## [PROBLEM TO WORK ON]
The entries that follow contain images, which should be left out; output everything else exactly.

(Beginning of DATASET EXTRACT)

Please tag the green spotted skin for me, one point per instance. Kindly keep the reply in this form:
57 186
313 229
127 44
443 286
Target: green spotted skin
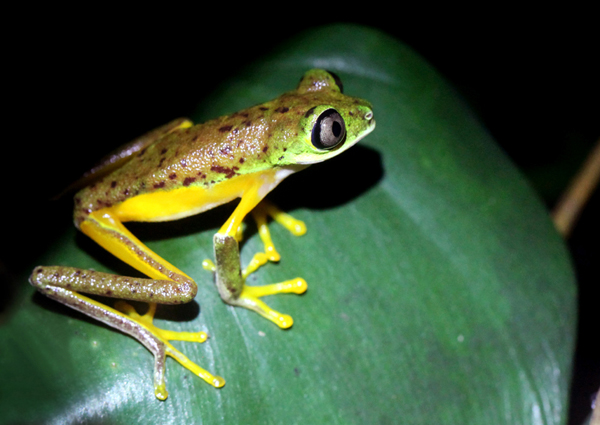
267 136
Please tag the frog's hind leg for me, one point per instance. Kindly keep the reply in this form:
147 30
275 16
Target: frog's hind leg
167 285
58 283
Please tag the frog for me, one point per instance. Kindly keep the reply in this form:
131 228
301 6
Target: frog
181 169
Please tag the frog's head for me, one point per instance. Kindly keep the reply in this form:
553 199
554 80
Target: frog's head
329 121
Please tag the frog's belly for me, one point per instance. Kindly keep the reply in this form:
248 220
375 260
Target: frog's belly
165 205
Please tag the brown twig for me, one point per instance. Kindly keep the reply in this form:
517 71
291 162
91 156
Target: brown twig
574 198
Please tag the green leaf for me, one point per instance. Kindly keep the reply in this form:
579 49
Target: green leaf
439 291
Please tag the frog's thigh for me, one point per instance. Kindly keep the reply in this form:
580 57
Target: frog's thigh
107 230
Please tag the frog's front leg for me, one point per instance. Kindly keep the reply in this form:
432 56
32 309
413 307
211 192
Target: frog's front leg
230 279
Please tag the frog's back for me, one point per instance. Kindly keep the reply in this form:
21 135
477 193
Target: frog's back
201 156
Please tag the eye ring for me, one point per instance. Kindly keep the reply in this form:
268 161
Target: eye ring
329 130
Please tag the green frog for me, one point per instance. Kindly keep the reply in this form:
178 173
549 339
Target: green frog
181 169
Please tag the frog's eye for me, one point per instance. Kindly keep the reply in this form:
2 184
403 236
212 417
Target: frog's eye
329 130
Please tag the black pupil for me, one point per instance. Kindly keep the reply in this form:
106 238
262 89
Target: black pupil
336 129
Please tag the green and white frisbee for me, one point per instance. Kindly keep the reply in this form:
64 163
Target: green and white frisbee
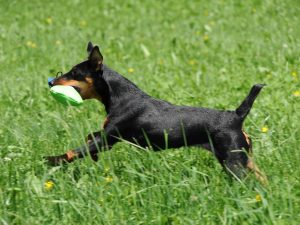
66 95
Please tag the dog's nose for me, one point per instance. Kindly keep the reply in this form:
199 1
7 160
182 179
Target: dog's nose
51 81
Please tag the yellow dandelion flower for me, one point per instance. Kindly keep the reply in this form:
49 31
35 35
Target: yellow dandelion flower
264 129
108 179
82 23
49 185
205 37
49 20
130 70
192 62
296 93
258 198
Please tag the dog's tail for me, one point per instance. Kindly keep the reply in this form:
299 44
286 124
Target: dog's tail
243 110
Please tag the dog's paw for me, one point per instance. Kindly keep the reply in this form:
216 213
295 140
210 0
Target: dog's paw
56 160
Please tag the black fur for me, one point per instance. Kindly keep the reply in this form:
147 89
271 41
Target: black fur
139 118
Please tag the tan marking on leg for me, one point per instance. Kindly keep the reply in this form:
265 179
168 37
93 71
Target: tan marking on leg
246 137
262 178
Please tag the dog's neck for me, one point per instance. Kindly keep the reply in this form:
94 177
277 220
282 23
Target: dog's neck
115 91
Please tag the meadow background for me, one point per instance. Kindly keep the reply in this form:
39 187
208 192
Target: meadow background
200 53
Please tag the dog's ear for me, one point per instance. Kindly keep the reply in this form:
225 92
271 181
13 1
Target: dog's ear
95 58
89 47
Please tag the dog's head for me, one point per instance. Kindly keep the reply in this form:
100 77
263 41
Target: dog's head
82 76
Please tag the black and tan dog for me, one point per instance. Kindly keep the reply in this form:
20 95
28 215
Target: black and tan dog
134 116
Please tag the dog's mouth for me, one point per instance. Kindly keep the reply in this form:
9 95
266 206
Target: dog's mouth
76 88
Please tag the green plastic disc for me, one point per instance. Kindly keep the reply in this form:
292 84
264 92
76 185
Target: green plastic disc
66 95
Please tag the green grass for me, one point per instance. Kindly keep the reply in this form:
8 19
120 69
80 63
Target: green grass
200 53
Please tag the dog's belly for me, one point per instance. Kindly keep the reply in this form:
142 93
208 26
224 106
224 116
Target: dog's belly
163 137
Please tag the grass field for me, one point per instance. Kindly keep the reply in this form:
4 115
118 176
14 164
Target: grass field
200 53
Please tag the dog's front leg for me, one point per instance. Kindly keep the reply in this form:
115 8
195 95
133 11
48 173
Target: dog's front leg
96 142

(End of DATASET EXTRACT)

## [ANSWER TO THE PROBLEM]
Please tag the green spotted skin for me, one point per instance. Kindly keep the reply in this form:
57 186
313 229
127 44
443 286
Target: green spotted skin
267 136
Please tag the frog's hind leg for me, one point per instance. Kindly keep the reply in this form:
147 30
275 16
Target: frog's hind leg
167 285
58 283
Please tag the frog for me, one point per instance. Kindly keep the reply in this form:
131 228
301 6
Target: frog
181 169
Please tag the frog's head for me, one point per instance. Kindly keep the reply in this form:
553 199
554 80
Target: frog's head
329 121
Please tag the frog's belly for me, one point per instance. Kindly keep the reply in this form:
248 220
375 260
Target: frog's belly
165 205
Please tag the brown twig for me, one point per instance. Kindly keep the reply in this form:
517 71
291 162
91 156
Target: brown twig
574 198
Please tag the green leaf for me, one point per instance. Kindly keep the reply in this form:
579 49
Target: green leaf
439 291
Please tag the frog's thigh for me, one point per instance. Kindly keep the reply in this form:
580 57
Target: frog's thigh
107 230
Please tag the frog's front leg for me, one point per instance. Kindly keep the reply in this form:
432 56
32 309
413 307
211 192
Target: frog's front leg
230 279
Please tag the frog's back for me, one point per instance. Kindly keep the reply in this form:
21 135
477 193
Target: frog's back
201 156
Please tag the eye ring for me, one point per instance. Kindly keep the reply in this form:
268 161
Target: eye ring
329 130
Please tag the green frog for me, one point per instance. Kindly keep the reply in this form:
178 173
549 339
Target: green frog
181 169
Please tag the frog's eye for me, one point per instance. Kindly keep the reply in this form:
2 184
403 236
212 417
Target: frog's eye
329 130
Please tag the black pupil for me, one point per instance. Kindly keep the reply in this form:
106 238
262 89
Target: black pupil
336 129
Please tag the green and white frisbee for me, one point per instance. Kindly keep the reply in this form:
64 163
Target: green and white frisbee
66 95
Please tag the dog's nose for me, one point per instance. Kindly keep the reply in this form:
199 1
7 160
182 179
Target: dog's nose
51 81
Please tag the yellow dandelion flower for me, one point per instance. Kindly keep the reply in this form:
49 31
35 35
Target: yellow dandelion flower
264 129
108 179
82 23
49 185
205 37
49 20
130 70
192 62
296 93
258 198
Please tag the dog's tail for me, one point per instance. Kindly keep the reply in this form:
299 44
286 124
Target: dog's tail
243 110
Please tag the dog's paw for me, one point per instance. Kindly keep the reply in this form:
216 213
295 140
210 0
Target: dog's paw
56 160
Please tag the black fur for me, one point per instance. Kindly keep the reply in this form:
147 89
271 41
Target: black fur
139 118
Please tag the tan marking on leg for me, one point per instance. Kindly keep the reply in this form:
265 179
168 37
93 71
Target: tan marking on leg
246 137
262 178
Please tag the dog's neck for me, one point per instance. Kindly keep the reply in this form:
94 177
277 220
282 23
Target: dog's neck
115 91
Please tag the meadow background for me, one point per instance. Kindly keep the reply in this form:
39 187
208 192
Target: meadow background
200 53
Please tag the dog's ear for me, one point per instance. Kindly keep the reply in this form:
225 92
271 181
13 1
Target: dog's ear
95 58
89 47
Please tag the dog's head for me, one point per instance. Kindly keep the reply in this form:
100 77
263 41
Target: dog's head
82 76
Please tag the black and tan dog for me, one point per instance. Kindly keep the reply in this form:
20 95
28 215
Target: black and tan dog
134 116
Please tag the dog's mouth for me, one point per instance. Kindly keep the reply in this form:
9 95
266 206
Target: dog's mouth
76 88
Please tag the green plastic disc for me, one point per instance. Kindly keep the reply in this form:
292 84
264 92
76 185
Target: green plastic disc
66 95
Please tag the green grass for me, one point per instance. Kindly keep the reply in this form:
8 19
120 69
80 63
Target: green grass
200 53
Please tag the dog's belly for me, one point per instance. Kindly keep the reply in this form:
142 93
208 26
224 106
224 116
Target: dog's belly
163 137
Please tag the grass field for me, one point per instance. Kindly keep the reply in this form:
4 115
118 176
14 164
Target: grass field
200 53
Please tag the dog's front leg for me, one point per instance. Kindly keep the reply in this form:
115 8
195 95
133 11
48 173
Target: dog's front leg
96 142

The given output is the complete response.